▶ Work to complete
Please pick out each line below that contains the word "woman" and copy those lines in full.
══ The data
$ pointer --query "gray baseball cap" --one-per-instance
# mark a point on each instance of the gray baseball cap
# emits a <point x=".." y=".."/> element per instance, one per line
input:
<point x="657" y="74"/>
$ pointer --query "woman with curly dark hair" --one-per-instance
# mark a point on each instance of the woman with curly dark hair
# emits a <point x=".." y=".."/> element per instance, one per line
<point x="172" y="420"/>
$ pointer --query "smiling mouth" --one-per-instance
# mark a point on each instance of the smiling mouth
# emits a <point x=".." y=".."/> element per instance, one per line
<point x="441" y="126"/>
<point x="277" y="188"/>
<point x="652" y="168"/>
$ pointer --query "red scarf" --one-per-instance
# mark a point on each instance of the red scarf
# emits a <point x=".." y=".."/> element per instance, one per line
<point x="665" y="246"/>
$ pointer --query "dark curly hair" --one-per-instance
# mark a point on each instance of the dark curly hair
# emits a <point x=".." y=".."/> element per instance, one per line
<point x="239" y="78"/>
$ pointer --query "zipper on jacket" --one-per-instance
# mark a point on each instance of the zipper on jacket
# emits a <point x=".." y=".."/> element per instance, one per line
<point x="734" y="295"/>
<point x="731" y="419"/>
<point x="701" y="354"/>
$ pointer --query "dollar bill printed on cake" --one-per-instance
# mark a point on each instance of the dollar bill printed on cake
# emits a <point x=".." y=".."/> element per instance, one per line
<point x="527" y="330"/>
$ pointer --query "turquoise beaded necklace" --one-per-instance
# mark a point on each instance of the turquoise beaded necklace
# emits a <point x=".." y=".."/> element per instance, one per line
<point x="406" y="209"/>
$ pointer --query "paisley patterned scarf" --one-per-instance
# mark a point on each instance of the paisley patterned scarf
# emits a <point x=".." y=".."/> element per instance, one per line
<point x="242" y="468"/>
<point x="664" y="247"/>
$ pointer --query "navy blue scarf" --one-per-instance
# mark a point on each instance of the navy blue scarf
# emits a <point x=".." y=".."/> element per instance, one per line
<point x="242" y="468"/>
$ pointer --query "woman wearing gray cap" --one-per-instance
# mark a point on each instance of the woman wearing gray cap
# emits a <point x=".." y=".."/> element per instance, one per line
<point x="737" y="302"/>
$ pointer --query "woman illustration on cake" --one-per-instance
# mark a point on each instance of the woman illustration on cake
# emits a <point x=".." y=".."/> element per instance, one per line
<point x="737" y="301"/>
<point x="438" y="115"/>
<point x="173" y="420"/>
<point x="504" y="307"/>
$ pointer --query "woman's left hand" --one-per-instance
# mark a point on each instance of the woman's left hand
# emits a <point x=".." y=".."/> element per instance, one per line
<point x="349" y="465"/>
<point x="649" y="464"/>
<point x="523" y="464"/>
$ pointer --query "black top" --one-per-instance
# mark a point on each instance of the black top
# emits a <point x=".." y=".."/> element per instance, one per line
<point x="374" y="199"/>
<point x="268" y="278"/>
════
▶ Task result
$ pointer --query "woman with curly dark hair" --one-per-instance
# mark a point on each instance of the woman with curly dark hair
$ pointer --query "woman wearing gray cap" --one-per-instance
# mark a point on each instance of the woman wearing gray cap
$ pointer --query "woman illustration on cake" --one-per-instance
# mark a point on each instance of the woman illustration on cake
$ pointer --query "woman's left hand" --one-per-instance
# mark a point on each instance of the woman's left hand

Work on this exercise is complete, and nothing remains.